TASK TO COMPLETE
Reproduce exactly the lines beginning with the line that contains "beige building in the photo above." and ending at the final line of the material below.

[Entries taken from a collection]
- - -

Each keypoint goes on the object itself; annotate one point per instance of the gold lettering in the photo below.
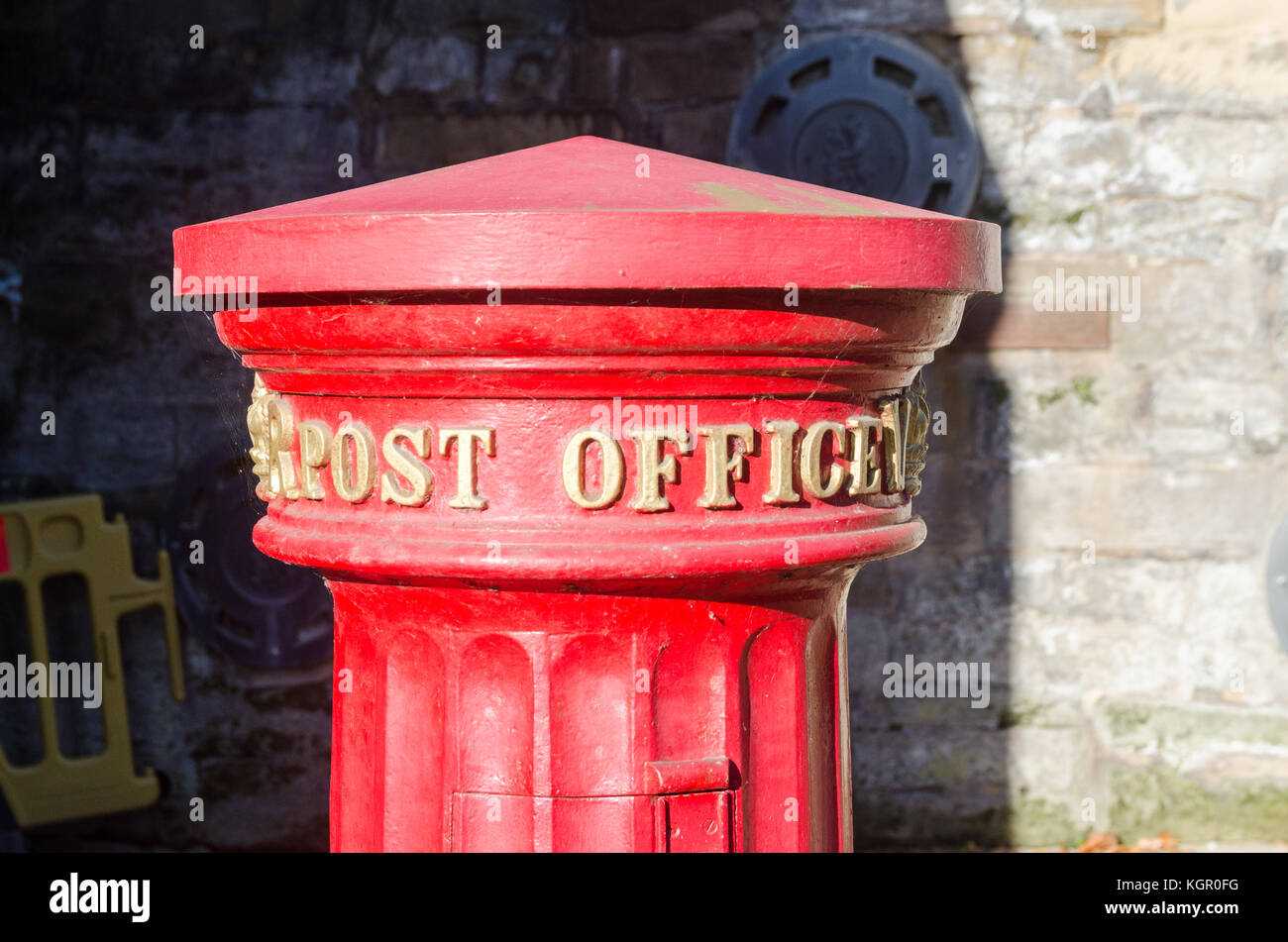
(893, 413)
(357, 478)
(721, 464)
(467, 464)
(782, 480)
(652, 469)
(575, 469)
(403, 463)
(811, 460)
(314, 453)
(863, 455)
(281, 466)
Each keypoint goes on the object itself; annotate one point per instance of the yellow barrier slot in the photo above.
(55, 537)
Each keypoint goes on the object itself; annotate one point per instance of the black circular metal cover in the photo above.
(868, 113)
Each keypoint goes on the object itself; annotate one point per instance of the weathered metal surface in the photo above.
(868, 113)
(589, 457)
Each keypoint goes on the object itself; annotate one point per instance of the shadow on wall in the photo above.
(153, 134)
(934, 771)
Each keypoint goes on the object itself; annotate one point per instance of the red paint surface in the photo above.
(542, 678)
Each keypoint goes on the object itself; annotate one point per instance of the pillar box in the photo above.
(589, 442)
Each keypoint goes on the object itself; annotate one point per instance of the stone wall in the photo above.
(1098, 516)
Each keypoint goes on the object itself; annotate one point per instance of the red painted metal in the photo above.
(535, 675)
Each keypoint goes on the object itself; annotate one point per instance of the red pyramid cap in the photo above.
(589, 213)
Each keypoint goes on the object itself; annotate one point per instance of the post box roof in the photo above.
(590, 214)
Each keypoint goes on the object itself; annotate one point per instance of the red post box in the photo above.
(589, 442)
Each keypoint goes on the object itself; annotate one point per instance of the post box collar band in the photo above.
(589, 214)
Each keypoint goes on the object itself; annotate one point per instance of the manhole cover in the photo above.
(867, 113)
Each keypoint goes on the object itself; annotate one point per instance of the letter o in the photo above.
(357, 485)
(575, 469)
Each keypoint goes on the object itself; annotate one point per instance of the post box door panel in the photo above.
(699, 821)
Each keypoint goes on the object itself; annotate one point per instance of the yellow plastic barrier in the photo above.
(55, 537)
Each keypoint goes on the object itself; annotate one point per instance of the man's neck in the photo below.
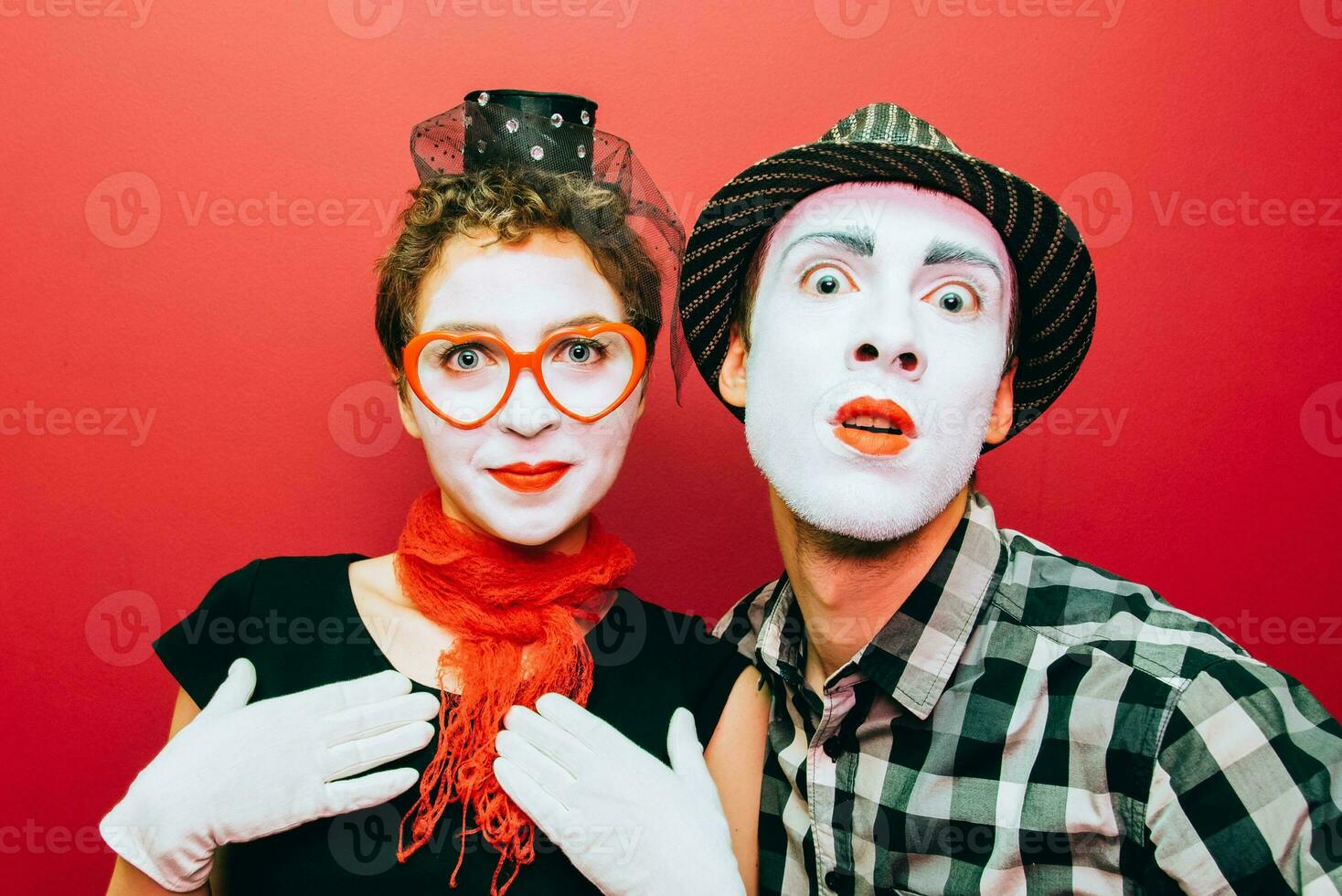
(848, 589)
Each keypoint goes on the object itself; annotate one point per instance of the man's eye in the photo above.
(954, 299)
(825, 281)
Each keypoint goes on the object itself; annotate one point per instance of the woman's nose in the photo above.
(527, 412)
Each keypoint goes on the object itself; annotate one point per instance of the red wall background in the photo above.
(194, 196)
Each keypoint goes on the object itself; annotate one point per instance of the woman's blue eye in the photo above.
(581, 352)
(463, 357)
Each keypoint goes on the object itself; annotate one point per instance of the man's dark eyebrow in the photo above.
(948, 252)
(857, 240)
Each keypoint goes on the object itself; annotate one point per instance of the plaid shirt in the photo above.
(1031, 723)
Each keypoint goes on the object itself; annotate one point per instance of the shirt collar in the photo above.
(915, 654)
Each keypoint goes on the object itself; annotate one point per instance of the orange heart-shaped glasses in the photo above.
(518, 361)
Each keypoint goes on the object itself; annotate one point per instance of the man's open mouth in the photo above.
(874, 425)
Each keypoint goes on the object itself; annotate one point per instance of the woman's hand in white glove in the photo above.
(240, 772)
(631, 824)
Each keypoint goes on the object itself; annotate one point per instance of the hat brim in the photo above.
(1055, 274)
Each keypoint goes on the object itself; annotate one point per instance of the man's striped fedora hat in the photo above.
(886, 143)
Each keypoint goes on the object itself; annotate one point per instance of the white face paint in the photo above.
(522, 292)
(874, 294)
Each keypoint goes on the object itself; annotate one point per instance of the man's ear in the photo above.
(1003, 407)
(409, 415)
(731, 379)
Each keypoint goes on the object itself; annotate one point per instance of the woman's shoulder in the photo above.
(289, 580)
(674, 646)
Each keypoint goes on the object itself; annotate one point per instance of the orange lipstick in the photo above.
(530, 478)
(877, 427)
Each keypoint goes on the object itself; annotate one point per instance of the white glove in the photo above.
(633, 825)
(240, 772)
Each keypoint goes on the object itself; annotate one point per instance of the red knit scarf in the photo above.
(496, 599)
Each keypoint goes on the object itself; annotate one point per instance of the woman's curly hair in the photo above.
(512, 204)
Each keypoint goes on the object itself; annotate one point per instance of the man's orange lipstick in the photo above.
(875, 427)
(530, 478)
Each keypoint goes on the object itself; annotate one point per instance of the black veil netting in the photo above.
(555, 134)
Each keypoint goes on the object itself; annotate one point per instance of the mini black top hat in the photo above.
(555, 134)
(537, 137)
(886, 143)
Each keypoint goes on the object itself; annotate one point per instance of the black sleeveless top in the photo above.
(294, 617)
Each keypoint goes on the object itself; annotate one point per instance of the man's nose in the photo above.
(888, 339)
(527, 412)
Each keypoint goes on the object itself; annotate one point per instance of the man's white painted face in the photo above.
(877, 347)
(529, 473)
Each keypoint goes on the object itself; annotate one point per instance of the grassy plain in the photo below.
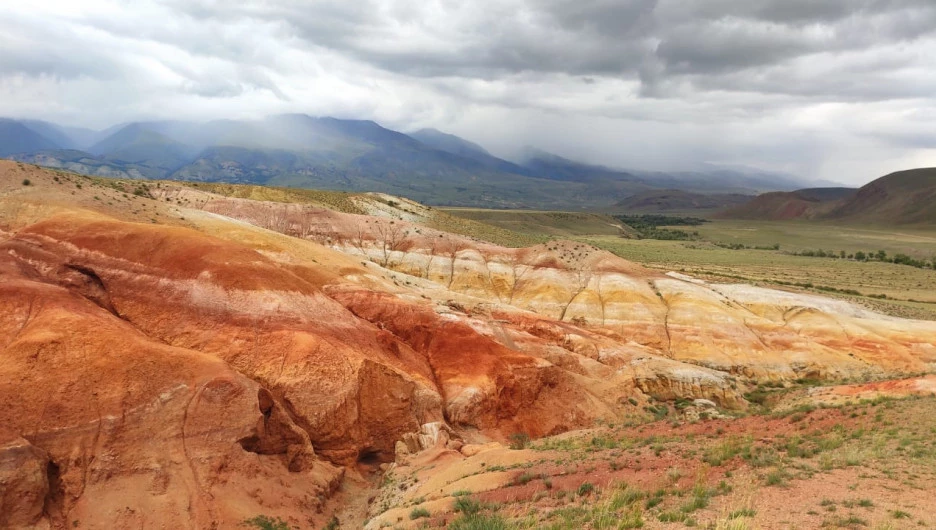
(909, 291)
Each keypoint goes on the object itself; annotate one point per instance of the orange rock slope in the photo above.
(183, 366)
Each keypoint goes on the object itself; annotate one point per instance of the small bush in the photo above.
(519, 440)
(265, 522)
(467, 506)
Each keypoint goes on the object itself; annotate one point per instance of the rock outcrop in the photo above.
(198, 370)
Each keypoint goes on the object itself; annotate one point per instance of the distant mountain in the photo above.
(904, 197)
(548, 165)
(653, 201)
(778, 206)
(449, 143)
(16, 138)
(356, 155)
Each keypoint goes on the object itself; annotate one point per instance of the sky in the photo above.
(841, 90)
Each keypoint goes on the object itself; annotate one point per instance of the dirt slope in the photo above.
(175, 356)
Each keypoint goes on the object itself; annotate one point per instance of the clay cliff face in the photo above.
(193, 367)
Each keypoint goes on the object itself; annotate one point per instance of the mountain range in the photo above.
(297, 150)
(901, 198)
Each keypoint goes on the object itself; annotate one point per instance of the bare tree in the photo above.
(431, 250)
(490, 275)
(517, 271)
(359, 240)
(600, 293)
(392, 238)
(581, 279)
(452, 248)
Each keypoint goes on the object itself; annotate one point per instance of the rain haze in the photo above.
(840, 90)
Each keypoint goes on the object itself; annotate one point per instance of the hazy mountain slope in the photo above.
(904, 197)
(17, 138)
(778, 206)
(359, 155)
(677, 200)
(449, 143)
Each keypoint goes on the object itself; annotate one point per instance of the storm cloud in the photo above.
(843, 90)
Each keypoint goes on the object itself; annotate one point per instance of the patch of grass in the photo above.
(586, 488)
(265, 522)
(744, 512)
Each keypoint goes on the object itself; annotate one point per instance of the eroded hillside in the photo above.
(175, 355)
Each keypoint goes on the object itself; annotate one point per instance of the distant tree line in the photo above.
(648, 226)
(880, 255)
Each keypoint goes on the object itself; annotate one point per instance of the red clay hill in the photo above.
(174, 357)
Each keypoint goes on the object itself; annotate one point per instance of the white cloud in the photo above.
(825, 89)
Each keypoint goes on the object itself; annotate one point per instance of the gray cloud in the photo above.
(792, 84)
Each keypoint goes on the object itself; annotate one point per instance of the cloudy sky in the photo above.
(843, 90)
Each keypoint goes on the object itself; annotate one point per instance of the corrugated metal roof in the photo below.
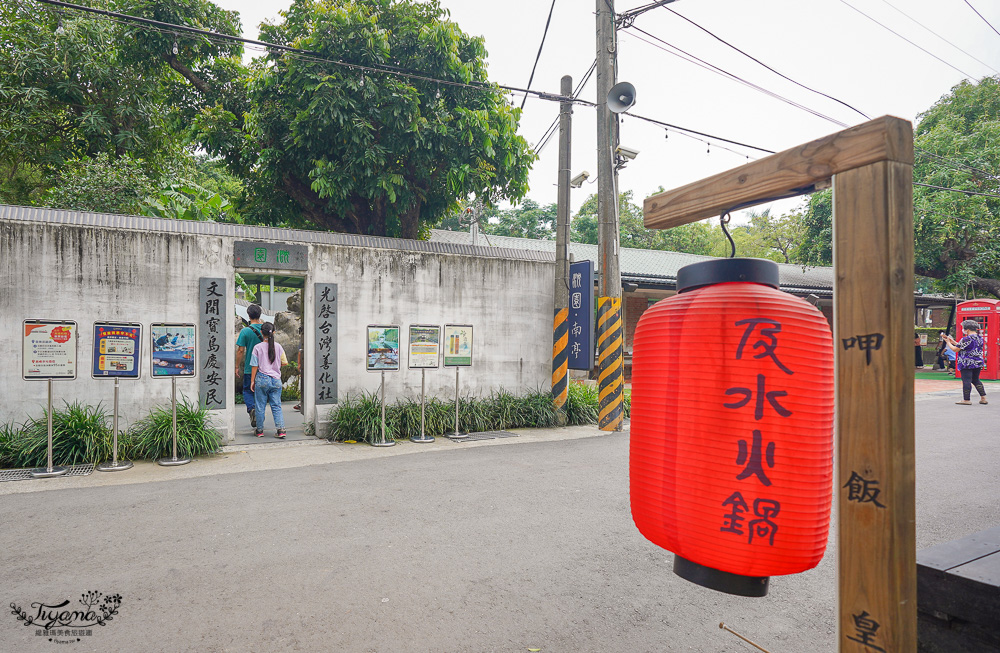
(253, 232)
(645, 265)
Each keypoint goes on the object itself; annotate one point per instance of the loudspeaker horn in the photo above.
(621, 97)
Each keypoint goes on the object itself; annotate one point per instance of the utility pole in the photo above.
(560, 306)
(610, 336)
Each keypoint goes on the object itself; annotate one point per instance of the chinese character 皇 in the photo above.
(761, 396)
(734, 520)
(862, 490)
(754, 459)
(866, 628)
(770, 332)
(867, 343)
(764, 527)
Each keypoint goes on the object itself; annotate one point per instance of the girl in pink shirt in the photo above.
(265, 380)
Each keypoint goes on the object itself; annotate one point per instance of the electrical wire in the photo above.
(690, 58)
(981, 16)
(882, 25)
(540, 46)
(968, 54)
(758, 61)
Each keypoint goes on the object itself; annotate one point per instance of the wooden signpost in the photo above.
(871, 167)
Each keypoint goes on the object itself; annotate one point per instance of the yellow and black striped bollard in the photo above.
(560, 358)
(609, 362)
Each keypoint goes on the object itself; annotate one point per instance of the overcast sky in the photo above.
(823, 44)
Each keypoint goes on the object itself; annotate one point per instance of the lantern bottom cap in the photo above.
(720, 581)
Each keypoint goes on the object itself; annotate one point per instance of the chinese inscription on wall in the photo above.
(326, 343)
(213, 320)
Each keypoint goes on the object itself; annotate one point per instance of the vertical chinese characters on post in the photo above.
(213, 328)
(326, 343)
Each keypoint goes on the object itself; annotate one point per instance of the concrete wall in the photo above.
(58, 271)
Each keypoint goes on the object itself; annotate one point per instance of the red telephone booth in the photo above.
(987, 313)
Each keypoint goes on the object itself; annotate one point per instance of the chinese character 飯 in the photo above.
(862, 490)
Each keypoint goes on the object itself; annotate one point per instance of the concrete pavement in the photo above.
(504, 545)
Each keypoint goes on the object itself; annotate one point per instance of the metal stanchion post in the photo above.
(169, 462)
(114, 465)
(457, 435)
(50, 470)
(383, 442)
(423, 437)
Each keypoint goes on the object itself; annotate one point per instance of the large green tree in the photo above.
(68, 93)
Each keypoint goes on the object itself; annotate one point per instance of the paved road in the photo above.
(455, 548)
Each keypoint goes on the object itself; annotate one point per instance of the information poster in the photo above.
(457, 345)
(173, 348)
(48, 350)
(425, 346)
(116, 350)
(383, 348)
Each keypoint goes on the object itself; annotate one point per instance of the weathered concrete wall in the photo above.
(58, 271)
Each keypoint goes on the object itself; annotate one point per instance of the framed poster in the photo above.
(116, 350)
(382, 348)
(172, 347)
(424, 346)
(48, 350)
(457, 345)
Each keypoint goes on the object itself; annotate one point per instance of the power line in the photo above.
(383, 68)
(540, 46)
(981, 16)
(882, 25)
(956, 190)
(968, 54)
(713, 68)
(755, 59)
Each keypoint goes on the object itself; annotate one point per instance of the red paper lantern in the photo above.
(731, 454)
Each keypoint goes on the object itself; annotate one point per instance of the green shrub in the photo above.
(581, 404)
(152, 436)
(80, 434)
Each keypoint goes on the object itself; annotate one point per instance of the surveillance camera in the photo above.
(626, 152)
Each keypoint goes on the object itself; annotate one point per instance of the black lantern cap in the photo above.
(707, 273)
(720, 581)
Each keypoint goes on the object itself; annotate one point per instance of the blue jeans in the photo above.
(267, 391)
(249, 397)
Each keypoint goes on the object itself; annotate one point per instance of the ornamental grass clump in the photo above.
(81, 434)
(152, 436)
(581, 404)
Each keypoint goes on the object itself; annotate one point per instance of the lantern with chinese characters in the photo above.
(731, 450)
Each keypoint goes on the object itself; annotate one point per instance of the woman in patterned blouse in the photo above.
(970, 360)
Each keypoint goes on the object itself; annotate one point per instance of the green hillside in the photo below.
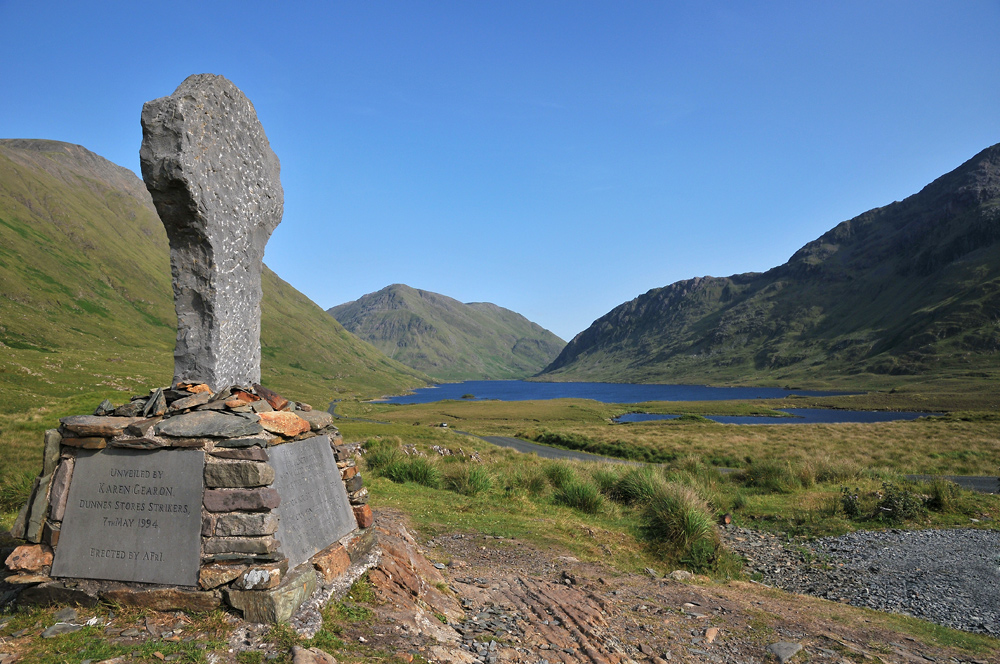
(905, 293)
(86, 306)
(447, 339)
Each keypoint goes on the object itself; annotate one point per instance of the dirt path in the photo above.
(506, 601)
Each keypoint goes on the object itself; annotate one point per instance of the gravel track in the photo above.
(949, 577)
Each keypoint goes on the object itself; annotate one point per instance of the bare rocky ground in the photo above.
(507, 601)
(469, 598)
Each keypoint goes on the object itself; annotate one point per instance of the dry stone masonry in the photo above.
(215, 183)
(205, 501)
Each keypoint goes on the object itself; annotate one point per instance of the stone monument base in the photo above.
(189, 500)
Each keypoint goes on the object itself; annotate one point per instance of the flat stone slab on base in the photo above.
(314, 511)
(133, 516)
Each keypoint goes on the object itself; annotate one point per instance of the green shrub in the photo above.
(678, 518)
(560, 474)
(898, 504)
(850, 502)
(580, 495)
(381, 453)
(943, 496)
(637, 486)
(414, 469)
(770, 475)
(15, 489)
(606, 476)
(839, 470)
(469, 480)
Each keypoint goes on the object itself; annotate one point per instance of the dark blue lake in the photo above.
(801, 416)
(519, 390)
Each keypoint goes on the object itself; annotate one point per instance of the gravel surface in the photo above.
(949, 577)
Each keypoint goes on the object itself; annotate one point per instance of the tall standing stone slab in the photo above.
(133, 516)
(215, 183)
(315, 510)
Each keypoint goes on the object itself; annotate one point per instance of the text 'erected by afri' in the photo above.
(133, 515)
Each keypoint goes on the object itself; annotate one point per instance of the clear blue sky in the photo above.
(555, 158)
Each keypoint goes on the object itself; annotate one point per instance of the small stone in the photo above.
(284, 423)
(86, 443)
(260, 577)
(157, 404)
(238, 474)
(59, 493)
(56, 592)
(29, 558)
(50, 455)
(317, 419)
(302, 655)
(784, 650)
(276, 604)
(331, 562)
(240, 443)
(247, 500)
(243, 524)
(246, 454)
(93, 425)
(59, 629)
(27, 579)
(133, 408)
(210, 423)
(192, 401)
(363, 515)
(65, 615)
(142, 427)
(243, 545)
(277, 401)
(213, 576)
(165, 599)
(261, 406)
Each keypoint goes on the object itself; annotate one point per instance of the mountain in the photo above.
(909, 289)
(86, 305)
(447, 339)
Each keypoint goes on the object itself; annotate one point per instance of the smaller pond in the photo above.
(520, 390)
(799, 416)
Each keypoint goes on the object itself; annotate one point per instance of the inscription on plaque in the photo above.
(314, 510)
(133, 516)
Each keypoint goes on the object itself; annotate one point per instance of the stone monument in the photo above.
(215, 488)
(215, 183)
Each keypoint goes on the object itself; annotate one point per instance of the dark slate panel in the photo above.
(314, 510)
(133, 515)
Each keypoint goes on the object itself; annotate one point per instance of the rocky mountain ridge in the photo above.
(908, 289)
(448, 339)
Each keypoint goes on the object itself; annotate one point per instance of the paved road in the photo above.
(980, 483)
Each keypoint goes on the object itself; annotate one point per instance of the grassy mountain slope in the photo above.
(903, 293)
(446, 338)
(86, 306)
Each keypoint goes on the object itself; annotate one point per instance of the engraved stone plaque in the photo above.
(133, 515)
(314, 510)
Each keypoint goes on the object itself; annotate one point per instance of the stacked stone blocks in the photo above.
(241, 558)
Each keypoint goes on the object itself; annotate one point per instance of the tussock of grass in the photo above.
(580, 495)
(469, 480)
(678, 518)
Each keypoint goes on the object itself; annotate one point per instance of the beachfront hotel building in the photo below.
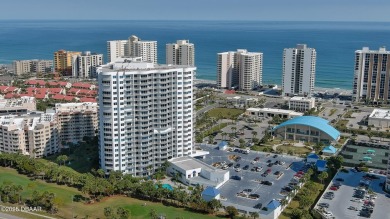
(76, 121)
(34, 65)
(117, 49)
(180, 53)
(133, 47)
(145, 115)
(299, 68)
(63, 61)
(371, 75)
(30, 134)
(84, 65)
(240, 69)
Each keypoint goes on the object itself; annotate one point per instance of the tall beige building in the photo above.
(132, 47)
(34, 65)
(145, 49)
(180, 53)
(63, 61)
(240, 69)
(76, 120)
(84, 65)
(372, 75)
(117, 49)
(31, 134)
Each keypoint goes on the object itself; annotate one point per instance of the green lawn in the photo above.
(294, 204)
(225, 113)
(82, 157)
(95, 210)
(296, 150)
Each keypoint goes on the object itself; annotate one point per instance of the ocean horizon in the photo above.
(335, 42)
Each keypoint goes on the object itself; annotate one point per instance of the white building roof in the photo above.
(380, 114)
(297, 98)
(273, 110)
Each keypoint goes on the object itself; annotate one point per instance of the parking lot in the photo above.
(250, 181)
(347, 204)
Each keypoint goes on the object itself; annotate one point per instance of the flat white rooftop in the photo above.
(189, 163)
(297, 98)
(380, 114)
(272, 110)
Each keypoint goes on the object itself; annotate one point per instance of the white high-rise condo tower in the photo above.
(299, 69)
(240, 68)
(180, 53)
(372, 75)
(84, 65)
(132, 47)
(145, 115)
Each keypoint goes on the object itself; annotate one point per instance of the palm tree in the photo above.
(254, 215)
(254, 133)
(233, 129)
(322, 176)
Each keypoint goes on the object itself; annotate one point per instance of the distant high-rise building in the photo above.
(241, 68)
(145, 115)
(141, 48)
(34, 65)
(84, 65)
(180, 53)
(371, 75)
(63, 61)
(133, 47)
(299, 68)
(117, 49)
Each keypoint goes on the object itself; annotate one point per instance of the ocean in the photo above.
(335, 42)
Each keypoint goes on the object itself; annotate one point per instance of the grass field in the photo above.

- - -

ANSWER IN FULL
Each keypoint goes on the object itself; annotate one point per instance of the tall beige building in the photo above.
(132, 47)
(34, 65)
(145, 49)
(180, 53)
(63, 61)
(240, 69)
(76, 120)
(84, 65)
(372, 75)
(117, 49)
(31, 134)
Each keypoint goes on the object itself; annotate one point per instance of the green lawn in the photo above.
(294, 204)
(225, 113)
(82, 157)
(95, 210)
(296, 150)
Each keypoint goes on the object itself; annotate one point per instance of the ocean horizon in the photo above.
(335, 42)
Each keypoint goes on the object itself; annotate one point per instance of the white building roof in the photo above.
(380, 114)
(297, 98)
(273, 110)
Each keypoint goes on the object itself; annotate one point per instance of the parking lot in the photo above.
(250, 181)
(347, 204)
Each keypoint goes on the object itself; annotate one point per instance of the flat white rooftop in the photo above.
(189, 163)
(297, 98)
(380, 114)
(272, 110)
Each keypoint goes on the object itself; annotate one point per instance of the white high-rise condo tower in the photo above.
(299, 69)
(240, 68)
(180, 53)
(372, 75)
(84, 65)
(132, 47)
(145, 115)
Each keypoint goes on the object itself; annotate one point per instance of the palm tree in the photo above.
(254, 215)
(254, 133)
(233, 129)
(322, 176)
Each keypoint goes on the object itself; annotate one point per instance of the distant high-rise building in the photo above.
(241, 68)
(145, 115)
(141, 48)
(34, 65)
(84, 65)
(180, 53)
(371, 75)
(63, 61)
(133, 47)
(299, 68)
(117, 49)
Each keypoint goes on the object itself; annotate one point per instance of the ocean in the photo above.
(335, 42)
Each keypoint goes on the object itself; annotate one point per instance of the grass field in the photo above.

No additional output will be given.